■ Document source
Le bouclier israélien pour les Druzes en Syrie et le bouleversement régional que personne n’attendait
Au lendemain de bouleversements majeurs au cœur du Moyen-Orient, Israël opère un virage stratégique inattendu en proposant sa protection aux Druzes syriens. Jadis impensable, cette initiative traduit l’évolution des alliances et la transformation des équilibres régionaux. Alors que l’État hébreu n’avait jamais envisagé de s’impliquer dans la défense d’une minorité perçue comme traditionnellement liée aux régimes syriens, la réalité d’un Moyen-Orient en mutation oblige désormais Tel Aviv à repenser ses priorités sécuritaires et diplomatiques.
Il y a encore peu, la chute du régime d’Assad faisait partie intégrante d’un paysage régional qui ne laissait guère de place à l’intégration des Druzes syriens sous l’égide israélienne. Toutefois, les événements récents – notamment les déclarations véhémentes du Premier ministre Benjamin Netanyahou après le massacre du 7 octobre – ont précipité un changement de cap. Dans un discours adressé aux jeunes officiers de Tsahal, Netanyahou proclamait : « Nous allons changer le visage du Moyen-Orient ». Ce message fort s’est rapidement concrétisé par des mesures concrètes visant à isoler les forces armées du nouveau régime syrien.
Netanyahou a ainsi affirmé qu’Israël n’autoriserait pas l’entrée de l’armée syrienne dans la zone située au sud de Damas. Il a exigé, de surcroît, la démilitarisation totale des provinces de Quneitra, Daraa et Suwayda, tout en précisant que toute menace envers la communauté druze dans le sud de la Syrie serait impitoyablement réprimée. Par cette déclaration, Israël envoie un signal clair aux dirigeants de Damas : la sécurité des Druzes – minorité aux attaches historiques et familiales avec Israël – ne saurait être compromise.
Les raisons d’un engagement inédit
Plusieurs facteurs expliquent ce virage stratégique. D’une part, la communauté druze en Israël, reconnue pour son engagement et ses sacrifices dans l’armée, entretient des liens étroits avec ses homologues du côté syrien. Nombreux sont ceux qui ont des proches de l’autre côté de la frontière et qui, face aux incertitudes grandissantes et aux violences perpétrées durant la guerre civile syrienne, réclament une protection renforcée. Les Druzes de la région du Golan, par exemple, ont progressivement vu leur identité se rapprocher de celle d’Israël, comme en témoigne l’acquisition récente de la citoyenneté par environ un cinquième des 27 000 Druzes de cette zone.
D’autre part, les tragédies survenues pendant la guerre civile – dont le massacre de Soueida en 2018, qui a coûté la vie à plus de 200 personnes et laissé plusieurs otages – ont exacerbé la peur des factions islamistes. Ces événements ont fait naître une méfiance profonde envers le nouveau gouvernement syrien, dont certains responsables entretiennent encore des liens ambigus avec des groupes extrémistes. Dans ce contexte, étendre une protection militaire et politique aux Druzes syriens apparaît comme une démarche logique, à la fois pour sécuriser une communauté vulnérable et pour affaiblir l’influence des acteurs islamistes dans la région.

■ Listing
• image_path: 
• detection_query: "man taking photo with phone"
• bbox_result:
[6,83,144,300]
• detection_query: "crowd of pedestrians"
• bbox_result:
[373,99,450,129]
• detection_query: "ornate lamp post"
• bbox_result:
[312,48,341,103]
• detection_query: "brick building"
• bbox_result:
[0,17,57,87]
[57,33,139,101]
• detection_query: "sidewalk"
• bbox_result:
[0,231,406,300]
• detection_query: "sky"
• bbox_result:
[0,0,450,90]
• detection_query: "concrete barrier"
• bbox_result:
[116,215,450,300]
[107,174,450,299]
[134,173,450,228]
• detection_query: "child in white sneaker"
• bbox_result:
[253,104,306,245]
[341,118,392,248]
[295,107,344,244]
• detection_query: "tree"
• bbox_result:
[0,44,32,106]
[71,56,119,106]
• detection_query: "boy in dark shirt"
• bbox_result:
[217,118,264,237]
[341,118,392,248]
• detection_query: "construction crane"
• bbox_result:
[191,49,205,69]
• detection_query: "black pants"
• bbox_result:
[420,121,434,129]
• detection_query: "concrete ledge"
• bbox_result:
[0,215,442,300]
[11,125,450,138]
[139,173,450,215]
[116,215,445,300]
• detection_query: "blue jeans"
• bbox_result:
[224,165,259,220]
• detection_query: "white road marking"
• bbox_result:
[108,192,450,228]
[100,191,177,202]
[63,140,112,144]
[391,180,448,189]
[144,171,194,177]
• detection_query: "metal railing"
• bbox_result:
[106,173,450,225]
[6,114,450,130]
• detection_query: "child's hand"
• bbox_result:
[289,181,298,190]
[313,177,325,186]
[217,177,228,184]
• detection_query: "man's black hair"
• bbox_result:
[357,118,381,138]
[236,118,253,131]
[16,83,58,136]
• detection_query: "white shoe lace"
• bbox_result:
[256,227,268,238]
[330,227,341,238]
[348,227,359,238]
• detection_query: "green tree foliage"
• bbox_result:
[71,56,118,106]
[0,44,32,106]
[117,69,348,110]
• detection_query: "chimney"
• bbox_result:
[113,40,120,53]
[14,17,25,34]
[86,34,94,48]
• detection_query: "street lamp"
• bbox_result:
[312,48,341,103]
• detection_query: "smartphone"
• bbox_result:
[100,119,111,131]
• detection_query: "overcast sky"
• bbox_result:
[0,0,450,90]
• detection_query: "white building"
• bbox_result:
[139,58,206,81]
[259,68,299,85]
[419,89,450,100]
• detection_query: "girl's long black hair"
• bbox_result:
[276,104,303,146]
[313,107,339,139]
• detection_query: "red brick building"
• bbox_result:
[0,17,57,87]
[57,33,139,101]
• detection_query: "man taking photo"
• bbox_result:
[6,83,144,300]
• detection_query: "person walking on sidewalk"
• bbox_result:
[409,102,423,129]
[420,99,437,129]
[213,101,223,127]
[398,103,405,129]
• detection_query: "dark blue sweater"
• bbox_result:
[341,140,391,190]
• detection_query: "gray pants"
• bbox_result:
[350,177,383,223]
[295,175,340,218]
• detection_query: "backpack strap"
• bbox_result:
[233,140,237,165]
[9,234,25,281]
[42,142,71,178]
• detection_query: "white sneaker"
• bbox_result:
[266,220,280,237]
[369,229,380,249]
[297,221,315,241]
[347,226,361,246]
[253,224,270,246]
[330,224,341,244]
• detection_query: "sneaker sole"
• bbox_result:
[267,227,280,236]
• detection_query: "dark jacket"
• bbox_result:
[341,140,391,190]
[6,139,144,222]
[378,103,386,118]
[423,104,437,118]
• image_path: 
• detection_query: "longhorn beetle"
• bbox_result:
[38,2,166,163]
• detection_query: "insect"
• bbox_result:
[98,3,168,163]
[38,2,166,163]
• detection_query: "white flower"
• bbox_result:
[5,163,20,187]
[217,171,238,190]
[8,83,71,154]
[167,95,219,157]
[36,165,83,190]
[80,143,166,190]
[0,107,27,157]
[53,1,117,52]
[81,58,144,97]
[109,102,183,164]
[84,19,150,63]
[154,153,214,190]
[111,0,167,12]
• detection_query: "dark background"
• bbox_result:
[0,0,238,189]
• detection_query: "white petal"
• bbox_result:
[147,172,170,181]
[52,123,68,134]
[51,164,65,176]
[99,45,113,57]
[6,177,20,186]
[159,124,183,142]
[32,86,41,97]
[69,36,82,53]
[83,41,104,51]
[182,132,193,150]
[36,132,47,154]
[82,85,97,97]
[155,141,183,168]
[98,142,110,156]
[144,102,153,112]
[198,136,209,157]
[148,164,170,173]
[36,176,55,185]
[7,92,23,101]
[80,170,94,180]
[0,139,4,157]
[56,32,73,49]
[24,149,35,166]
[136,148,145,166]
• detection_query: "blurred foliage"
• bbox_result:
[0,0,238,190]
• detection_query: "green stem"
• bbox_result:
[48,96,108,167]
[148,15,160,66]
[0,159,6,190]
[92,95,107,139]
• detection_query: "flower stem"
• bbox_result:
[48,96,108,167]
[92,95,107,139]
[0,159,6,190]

■ Objectif 1
Répondez aux questions suivantes d'après l'article :
(a) Devant quel auditoire Netanyahou a-t-il déclaré « Nous allons changer le visage du Moyen-Orient » ?
(b) Quelles provinces Netanyahou exige-t-il de voir totalement démilitarisées ?
(c) Combien de personnes le massacre de Soueida en 2018 a-t-il tuées ?
■ Objectif 2
Modifiez le passage de l'article allant de « Netanyahou a ainsi » jusqu'à « saurait être compromise. » en y remplaçant « démilitarisation totale » par « neutralisation complète ».

■ Solution complète 1
(a) Devant les jeunes officiers de Tsahal.
(b) Les provinces de Quneitra, Daraa et Suwayda.
(c) Plus de 200 personnes.

■ Solution complète 2
Netanyahou a ainsi affirmé qu’Israël n’autoriserait pas l’entrée de l’armée syrienne dans la zone située au sud de Damas. Il a exigé, de surcroît, la neutralisation complète des provinces de Quneitra, Daraa et Suwayda, tout en précisant que toute menace envers la communauté druze dans le sud de la Syrie serait impitoyablement réprimée. Par cette déclaration, Israël envoie un signal clair aux dirigeants de Damas : la sécurité des Druzes – minorité aux attaches historiques et familiales avec Israël – ne saurait être compromise.